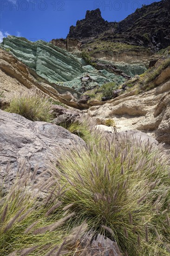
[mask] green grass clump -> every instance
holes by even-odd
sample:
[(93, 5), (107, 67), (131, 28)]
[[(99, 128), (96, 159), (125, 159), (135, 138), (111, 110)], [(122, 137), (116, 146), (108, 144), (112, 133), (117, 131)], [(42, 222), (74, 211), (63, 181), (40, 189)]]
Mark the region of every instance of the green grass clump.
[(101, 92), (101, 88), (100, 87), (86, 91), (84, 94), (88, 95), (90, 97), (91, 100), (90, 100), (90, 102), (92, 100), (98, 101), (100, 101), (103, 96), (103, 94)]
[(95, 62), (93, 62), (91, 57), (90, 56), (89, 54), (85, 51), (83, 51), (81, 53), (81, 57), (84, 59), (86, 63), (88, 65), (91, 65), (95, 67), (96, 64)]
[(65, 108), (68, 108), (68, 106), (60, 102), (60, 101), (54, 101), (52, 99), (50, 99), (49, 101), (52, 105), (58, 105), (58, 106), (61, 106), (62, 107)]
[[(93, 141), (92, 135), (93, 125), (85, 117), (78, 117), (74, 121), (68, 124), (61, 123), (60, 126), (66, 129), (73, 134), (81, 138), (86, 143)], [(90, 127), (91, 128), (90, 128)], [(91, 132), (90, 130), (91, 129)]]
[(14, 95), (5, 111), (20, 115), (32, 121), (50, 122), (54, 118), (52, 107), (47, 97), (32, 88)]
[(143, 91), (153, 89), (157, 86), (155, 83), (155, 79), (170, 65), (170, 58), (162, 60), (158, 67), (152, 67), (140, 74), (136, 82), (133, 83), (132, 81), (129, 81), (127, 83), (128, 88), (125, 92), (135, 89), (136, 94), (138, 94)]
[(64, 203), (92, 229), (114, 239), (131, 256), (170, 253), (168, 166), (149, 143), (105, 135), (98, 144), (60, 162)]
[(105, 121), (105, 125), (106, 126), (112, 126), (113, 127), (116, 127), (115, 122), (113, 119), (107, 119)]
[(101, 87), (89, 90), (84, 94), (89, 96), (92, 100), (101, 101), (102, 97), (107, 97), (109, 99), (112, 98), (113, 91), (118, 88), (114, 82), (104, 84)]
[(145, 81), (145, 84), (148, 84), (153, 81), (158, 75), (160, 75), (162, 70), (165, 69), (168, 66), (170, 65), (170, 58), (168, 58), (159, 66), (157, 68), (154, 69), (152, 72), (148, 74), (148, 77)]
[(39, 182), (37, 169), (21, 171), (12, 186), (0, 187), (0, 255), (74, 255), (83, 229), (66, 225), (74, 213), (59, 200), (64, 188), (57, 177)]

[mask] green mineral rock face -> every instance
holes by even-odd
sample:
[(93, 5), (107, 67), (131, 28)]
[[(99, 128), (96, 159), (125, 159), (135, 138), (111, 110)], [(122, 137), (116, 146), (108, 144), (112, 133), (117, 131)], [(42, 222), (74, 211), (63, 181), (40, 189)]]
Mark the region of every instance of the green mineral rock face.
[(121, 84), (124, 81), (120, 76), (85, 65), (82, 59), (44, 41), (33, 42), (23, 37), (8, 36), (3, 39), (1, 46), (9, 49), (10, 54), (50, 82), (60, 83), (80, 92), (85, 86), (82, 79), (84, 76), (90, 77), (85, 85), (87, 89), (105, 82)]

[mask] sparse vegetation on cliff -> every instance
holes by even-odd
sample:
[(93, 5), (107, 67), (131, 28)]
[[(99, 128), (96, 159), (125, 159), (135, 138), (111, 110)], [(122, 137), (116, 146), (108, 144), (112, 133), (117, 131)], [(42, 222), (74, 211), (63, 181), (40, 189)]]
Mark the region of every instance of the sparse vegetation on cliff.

○ ○ ○ ○ ○

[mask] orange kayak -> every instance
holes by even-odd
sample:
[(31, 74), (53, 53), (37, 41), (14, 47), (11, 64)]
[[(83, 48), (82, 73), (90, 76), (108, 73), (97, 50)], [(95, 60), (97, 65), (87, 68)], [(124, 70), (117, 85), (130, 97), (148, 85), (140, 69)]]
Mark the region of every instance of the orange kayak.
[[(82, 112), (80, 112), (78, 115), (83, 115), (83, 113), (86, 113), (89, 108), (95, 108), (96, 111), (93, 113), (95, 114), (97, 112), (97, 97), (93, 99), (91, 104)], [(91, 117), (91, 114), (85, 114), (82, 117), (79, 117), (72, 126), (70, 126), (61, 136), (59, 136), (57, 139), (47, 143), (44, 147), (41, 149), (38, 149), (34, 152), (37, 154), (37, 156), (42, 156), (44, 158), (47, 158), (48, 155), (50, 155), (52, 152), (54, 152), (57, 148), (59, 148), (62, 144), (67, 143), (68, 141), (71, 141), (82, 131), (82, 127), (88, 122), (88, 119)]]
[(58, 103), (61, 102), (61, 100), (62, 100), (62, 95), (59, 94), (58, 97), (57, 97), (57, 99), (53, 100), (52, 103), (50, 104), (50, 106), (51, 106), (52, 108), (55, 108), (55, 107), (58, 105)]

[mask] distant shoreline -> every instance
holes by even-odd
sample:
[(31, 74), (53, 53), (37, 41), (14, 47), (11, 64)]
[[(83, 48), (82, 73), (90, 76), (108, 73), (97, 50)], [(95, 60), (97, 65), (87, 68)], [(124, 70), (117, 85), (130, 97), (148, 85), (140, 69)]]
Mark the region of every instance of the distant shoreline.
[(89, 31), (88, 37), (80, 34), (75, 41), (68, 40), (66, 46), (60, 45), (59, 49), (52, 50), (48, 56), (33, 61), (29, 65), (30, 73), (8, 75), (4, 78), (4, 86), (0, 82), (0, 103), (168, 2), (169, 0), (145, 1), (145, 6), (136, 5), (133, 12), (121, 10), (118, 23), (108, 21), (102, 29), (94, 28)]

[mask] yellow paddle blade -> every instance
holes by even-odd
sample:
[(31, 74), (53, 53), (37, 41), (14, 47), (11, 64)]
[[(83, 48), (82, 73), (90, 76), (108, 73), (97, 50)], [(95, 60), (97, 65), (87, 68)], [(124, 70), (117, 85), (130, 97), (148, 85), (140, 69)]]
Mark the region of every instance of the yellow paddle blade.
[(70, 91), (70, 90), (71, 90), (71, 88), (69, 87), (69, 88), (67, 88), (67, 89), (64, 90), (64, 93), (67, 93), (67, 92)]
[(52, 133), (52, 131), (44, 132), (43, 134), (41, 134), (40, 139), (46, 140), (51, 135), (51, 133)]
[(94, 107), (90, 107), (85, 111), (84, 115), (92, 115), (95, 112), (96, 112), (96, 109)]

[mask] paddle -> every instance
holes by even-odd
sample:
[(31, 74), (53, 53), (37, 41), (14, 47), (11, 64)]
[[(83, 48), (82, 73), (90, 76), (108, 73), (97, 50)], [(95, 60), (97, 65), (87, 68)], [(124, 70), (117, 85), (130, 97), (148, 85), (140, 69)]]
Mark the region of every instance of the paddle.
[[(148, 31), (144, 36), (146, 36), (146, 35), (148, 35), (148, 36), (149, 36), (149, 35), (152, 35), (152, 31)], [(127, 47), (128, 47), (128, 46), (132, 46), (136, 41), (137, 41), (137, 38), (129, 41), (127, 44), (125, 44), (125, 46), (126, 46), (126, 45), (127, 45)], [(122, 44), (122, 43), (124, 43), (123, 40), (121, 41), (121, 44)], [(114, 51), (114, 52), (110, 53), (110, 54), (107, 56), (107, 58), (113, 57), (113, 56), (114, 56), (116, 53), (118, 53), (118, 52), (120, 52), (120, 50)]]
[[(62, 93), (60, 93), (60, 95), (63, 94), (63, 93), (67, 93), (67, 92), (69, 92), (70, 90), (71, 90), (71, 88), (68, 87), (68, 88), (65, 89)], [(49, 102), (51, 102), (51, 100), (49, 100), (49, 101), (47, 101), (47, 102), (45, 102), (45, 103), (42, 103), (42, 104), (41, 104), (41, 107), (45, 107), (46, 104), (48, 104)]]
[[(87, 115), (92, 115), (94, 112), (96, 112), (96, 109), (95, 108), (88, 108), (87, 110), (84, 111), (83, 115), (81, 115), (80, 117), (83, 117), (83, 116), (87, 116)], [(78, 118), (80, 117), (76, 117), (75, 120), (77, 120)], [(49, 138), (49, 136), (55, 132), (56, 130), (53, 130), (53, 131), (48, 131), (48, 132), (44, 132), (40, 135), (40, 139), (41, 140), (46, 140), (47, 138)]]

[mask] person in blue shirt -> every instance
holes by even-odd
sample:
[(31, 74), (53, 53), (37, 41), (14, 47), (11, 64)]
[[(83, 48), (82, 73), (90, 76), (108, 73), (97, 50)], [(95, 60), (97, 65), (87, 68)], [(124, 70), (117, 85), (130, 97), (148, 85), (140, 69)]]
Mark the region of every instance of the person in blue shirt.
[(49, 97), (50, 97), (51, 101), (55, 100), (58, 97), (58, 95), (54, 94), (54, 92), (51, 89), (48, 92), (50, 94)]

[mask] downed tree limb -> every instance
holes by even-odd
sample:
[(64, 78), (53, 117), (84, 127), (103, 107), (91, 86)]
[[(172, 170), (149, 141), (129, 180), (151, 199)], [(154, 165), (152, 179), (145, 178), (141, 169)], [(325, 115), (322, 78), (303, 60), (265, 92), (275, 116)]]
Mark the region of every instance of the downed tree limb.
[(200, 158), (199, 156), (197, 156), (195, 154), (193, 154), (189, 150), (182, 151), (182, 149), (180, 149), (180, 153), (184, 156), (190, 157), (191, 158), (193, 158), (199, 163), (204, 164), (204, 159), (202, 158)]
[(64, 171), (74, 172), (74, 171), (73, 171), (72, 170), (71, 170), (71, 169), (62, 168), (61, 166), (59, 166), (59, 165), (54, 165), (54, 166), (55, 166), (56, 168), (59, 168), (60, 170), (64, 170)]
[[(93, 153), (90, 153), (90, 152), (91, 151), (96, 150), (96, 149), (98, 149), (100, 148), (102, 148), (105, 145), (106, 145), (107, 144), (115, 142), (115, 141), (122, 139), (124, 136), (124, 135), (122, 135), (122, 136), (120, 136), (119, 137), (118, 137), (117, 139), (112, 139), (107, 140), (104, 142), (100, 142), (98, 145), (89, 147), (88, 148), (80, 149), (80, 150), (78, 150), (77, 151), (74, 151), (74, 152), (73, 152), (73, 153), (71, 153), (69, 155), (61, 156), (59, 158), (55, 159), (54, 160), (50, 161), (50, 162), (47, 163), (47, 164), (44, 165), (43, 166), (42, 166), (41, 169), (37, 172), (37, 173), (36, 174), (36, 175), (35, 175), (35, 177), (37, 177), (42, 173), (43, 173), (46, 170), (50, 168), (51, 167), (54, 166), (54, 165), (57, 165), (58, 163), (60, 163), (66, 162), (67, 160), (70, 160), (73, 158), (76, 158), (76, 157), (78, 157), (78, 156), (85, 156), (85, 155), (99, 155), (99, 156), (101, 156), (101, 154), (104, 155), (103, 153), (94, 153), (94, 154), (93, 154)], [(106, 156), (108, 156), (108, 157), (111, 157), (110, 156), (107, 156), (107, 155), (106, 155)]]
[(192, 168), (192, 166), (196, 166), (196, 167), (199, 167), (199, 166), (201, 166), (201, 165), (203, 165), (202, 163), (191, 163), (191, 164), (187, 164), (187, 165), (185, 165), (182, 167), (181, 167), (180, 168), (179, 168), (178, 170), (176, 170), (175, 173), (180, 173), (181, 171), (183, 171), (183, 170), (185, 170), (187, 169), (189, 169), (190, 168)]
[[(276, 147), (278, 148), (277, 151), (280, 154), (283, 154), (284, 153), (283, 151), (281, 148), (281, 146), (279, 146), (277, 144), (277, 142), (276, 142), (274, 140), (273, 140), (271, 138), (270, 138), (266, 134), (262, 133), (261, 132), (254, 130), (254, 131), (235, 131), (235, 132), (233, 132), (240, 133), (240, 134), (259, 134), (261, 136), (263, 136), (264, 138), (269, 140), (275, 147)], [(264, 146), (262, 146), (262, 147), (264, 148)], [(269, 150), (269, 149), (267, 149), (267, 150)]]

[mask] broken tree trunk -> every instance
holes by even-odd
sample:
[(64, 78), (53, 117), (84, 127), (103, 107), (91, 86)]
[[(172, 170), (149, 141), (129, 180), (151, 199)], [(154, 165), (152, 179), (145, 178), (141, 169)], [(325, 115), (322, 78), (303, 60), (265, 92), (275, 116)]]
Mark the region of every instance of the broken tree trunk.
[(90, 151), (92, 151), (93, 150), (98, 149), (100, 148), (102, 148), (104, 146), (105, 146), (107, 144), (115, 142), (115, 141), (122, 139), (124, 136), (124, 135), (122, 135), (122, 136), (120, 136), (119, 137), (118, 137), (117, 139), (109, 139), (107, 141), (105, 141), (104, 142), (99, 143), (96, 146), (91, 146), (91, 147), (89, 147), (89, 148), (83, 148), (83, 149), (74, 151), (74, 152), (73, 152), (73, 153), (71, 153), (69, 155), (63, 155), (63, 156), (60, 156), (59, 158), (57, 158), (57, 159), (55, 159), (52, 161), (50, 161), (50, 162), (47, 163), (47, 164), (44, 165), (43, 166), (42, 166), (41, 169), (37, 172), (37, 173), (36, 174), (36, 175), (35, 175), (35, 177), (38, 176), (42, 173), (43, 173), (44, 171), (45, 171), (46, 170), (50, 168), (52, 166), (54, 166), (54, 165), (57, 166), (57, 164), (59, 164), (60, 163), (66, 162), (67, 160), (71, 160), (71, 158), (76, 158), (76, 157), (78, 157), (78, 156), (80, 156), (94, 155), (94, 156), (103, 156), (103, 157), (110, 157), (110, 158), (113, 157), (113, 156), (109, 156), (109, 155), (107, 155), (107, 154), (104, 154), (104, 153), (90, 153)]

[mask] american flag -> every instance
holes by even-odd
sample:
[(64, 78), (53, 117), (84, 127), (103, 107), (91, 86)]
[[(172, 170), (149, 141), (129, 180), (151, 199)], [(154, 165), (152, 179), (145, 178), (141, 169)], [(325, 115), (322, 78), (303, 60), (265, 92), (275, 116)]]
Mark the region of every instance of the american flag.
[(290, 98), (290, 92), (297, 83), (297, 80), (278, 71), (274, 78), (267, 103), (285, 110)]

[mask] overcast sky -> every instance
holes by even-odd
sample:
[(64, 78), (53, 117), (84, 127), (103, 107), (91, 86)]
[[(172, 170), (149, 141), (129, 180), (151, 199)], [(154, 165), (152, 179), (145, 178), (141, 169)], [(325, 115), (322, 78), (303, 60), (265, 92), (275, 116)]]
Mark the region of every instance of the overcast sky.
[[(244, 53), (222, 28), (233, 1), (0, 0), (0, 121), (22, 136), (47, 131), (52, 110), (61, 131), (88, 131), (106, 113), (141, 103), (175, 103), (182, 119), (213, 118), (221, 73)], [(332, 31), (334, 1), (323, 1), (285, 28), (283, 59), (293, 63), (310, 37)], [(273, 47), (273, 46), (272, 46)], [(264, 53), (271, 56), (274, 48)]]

○ ○ ○ ○ ○

## TASK BRIEF
Copy the lines word for word, beginning at the line containing "[mask] sparse vegetation" and ending after the line containing "Mark the region of every instance of the sparse".

## ANSWER TO THIS TASK
[mask] sparse vegetation on cliff -> every instance
holes by even-odd
sample:
[(93, 5), (107, 67), (131, 28)]
[[(99, 128), (96, 159), (125, 159), (135, 138), (111, 110)], [(122, 137), (116, 146), (108, 144), (112, 133), (117, 131)], [(42, 222), (74, 211), (63, 181), (40, 189)]]
Mark the region of every instance of the sparse vegetation on cliff.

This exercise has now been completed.